THE TASK:
An exact reproduction of all entries is required.

Region pointing data:
>>>

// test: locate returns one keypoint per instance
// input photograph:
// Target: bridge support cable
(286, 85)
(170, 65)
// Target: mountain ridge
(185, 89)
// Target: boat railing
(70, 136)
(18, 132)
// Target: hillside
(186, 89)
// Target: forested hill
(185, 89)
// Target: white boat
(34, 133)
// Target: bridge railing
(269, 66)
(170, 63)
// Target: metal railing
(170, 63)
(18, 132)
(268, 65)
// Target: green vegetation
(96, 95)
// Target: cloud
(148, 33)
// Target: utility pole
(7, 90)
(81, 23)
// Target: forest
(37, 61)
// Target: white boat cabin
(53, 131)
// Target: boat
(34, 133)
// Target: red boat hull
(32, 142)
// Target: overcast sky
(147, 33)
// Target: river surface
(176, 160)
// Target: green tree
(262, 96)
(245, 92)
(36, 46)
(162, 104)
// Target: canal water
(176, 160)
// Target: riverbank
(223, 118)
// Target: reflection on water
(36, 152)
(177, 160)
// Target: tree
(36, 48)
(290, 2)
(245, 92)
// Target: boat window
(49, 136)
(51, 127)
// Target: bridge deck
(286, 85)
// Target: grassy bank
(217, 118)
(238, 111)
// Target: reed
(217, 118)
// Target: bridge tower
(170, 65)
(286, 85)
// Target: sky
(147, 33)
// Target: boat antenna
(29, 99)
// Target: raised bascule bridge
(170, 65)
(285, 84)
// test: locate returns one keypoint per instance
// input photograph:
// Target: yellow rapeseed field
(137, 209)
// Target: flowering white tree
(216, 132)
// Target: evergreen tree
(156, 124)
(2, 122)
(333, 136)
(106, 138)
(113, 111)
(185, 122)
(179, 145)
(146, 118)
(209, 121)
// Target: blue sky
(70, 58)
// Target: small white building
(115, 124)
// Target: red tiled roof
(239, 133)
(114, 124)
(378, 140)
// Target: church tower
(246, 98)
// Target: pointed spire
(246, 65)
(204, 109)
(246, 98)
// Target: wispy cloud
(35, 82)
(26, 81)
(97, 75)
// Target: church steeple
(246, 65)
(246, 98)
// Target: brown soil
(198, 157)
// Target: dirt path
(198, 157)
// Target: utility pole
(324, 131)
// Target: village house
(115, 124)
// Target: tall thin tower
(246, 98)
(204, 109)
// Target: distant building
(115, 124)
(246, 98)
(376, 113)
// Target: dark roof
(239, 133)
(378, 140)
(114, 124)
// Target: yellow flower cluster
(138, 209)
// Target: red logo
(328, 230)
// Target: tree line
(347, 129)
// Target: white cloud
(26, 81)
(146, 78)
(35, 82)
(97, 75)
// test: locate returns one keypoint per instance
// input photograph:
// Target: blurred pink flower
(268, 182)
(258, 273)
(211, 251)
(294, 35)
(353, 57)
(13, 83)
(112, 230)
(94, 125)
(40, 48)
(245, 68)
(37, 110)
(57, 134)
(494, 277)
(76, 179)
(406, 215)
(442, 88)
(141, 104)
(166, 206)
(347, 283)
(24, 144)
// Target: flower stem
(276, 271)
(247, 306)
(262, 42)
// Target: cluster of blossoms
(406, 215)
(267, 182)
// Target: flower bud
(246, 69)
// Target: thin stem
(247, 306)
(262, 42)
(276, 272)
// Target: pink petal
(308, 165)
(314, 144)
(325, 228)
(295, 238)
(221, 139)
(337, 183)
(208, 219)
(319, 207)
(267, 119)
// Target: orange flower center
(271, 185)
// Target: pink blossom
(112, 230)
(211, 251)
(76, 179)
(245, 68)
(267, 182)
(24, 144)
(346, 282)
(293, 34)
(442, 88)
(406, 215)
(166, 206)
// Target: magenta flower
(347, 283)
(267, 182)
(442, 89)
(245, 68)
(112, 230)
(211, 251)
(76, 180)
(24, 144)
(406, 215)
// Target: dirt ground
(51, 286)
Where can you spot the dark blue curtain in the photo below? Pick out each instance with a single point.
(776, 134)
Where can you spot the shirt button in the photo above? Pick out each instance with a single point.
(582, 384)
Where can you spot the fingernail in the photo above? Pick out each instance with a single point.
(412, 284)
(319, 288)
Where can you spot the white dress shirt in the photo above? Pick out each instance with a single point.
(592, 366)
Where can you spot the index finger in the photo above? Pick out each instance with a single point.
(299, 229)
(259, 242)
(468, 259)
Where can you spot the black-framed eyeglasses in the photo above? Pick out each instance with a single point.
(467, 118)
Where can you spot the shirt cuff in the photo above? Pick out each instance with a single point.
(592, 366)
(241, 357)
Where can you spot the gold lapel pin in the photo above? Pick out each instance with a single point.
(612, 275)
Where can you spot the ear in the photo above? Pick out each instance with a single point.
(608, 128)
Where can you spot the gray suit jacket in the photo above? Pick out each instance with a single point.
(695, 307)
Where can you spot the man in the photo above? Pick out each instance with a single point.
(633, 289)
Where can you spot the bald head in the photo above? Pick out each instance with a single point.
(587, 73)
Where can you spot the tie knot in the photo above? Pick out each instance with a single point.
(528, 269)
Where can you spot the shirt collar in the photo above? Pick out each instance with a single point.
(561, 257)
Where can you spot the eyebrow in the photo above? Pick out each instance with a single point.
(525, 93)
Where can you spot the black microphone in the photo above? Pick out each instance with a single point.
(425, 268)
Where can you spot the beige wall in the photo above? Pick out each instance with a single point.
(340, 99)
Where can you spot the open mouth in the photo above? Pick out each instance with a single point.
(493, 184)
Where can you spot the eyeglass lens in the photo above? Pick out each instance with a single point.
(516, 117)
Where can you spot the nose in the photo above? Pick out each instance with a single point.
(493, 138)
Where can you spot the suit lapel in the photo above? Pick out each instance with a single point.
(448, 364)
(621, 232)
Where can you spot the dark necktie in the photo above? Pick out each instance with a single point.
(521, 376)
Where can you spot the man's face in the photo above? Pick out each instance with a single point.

<<<

PROBLEM SOLUTION:
// test: locate returns one keypoint per instance
// input photograph:
// Target: bridge support cable
(286, 85)
(170, 65)
// Target: mountain ridge
(185, 89)
// Target: boat railing
(70, 136)
(18, 132)
// Target: hillside
(186, 89)
// Target: forested hill
(185, 89)
// Target: white boat
(34, 133)
// Target: bridge railing
(269, 66)
(170, 63)
// Target: metal railing
(170, 63)
(18, 132)
(268, 65)
// Target: green vegetation
(96, 95)
// Target: cloud
(148, 33)
// Target: utility pole
(7, 90)
(81, 23)
// Target: forest
(37, 61)
// Target: white boat cabin
(53, 131)
// Target: boat
(34, 133)
// Target: red boat hull
(32, 142)
// Target: overcast sky
(147, 33)
// Target: river surface
(176, 160)
// Target: green tree
(262, 96)
(245, 92)
(36, 46)
(162, 104)
// Target: canal water
(176, 160)
// Target: riverbank
(223, 118)
// Target: reflection on water
(36, 152)
(177, 160)
// Target: tree
(36, 48)
(290, 2)
(245, 92)
// Target: boat window
(49, 136)
(51, 127)
// Target: bridge deck
(286, 85)
// Target: grassy bank
(217, 118)
(238, 111)
// Target: reed
(217, 118)
// Target: bridge tower
(170, 65)
(286, 85)
// Target: sky
(147, 33)
// Target: boat antenna
(29, 99)
// Target: raised bascule bridge
(170, 65)
(285, 84)
// test: locate returns one keypoint per instance
// input photograph:
// Target: yellow rapeseed field
(137, 209)
// Target: flowering white tree
(216, 132)
// Target: evergreen tree
(156, 124)
(2, 122)
(333, 136)
(106, 138)
(113, 111)
(185, 122)
(179, 145)
(146, 118)
(209, 121)
// Target: blue sky
(70, 58)
// Target: small white building
(115, 124)
// Target: red tiled roof
(239, 133)
(114, 124)
(378, 140)
// Target: church tower
(246, 98)
// Target: pointed spire
(246, 65)
(204, 109)
(246, 98)
// Target: wispy cloud
(35, 82)
(26, 81)
(97, 75)
// Target: church steeple
(246, 65)
(246, 98)
// Target: brown soil
(198, 157)
// Target: dirt path
(198, 157)
// Target: utility pole
(324, 131)
// Target: village house
(115, 124)
// Target: tall thin tower
(246, 98)
(204, 109)
// Target: distant building
(115, 124)
(246, 98)
(376, 113)
// Target: dark roof
(239, 133)
(378, 140)
(114, 124)
// Target: yellow flower cluster
(138, 209)
// Target: red logo
(328, 230)
// Target: tree line
(347, 129)
// Target: white cloud
(26, 81)
(146, 78)
(35, 82)
(97, 75)
// test: locate returns one keypoint per instance
// input photograph:
// Target: blurred pink flower
(268, 182)
(258, 273)
(211, 251)
(294, 35)
(353, 57)
(13, 83)
(112, 230)
(94, 125)
(40, 48)
(245, 68)
(37, 110)
(57, 134)
(494, 277)
(76, 179)
(406, 215)
(442, 88)
(141, 104)
(166, 206)
(347, 283)
(24, 144)
// Target: flower stem
(276, 271)
(247, 306)
(262, 42)
// Target: cluster of blossoms
(406, 215)
(267, 182)
// Target: flower bud
(246, 69)
// Target: thin stem
(247, 306)
(262, 42)
(276, 272)
// Target: pink petal
(308, 165)
(314, 144)
(325, 228)
(295, 238)
(221, 139)
(337, 183)
(208, 219)
(319, 207)
(267, 119)
// Target: orange flower center
(271, 185)
// Target: pink blossom
(112, 230)
(211, 251)
(76, 179)
(245, 68)
(267, 182)
(24, 144)
(346, 282)
(293, 34)
(442, 88)
(406, 215)
(166, 206)
// Target: magenta flower
(347, 283)
(267, 182)
(442, 89)
(245, 68)
(112, 230)
(211, 251)
(76, 180)
(24, 144)
(406, 215)
// Target: dirt ground
(51, 286)
Where can you spot the dark blue curtain in the photo below? Pick out each instance with a single point.
(776, 134)
Where can you spot the shirt button in the photo above? Pick out each instance with a single point.
(582, 384)
Where can you spot the fingernail in the photo above? Pick out each instance with a single point.
(412, 284)
(319, 288)
Where can you spot the white dress shirt in the photo above? Pick out each instance with a single point.
(592, 366)
Where can you spot the index finger in the photo above? Pick out each instance with a single point.
(299, 229)
(259, 242)
(468, 259)
Where can you spot the black-framed eyeglasses in the photo above? Pick out each instance with a single point.
(467, 118)
Where can you spot the shirt cuff in the photo above? Pick out each instance with a single point.
(592, 366)
(241, 357)
Where can you spot the gold lapel pin in the photo above? Pick out each instance with a single point.
(612, 275)
Where can you spot the ear in the photo above? Pick out each instance with a single point.
(608, 128)
Where can you spot the gray suit jacket in the photo above? Pick out each instance with a single point.
(695, 307)
Where can you spot the man in the photo above? Pick out each instance with a single point.
(633, 289)
Where can you spot the bald head in the photo above? Pick out each instance with a single point.
(587, 73)
Where can you spot the tie knot in the photo above? Pick out each instance with a single point.
(528, 269)
Where can you spot the shirt collar in the photo above? Pick out each instance with a single point.
(561, 257)
Where can you spot the eyebrow in the photo above? Pick out each instance with a single point.
(525, 93)
Where can you spot the black microphone in the photo above? Pick out each instance with a single point.
(425, 268)
Where can you spot the beige wall in the photo above? Pick out each instance with a single point.
(340, 99)
Where can you spot the open mouth in the photo above? Pick out each instance with a single point.
(493, 184)
Where can you spot the eyeglass lens in the photo above? Pick out each instance with a single point.
(516, 117)
Where can you spot the nose in the photo above? Pick out each instance with a single point.
(493, 138)
Where can you spot the suit lapel in the photo above? Pick out each instance with a single point.
(448, 364)
(621, 232)
Where can you spot the dark necktie in the photo above? Pick out each instance with a single point.
(521, 376)
Where can you spot the man's face in the photo above? Pick out each instance with a single point.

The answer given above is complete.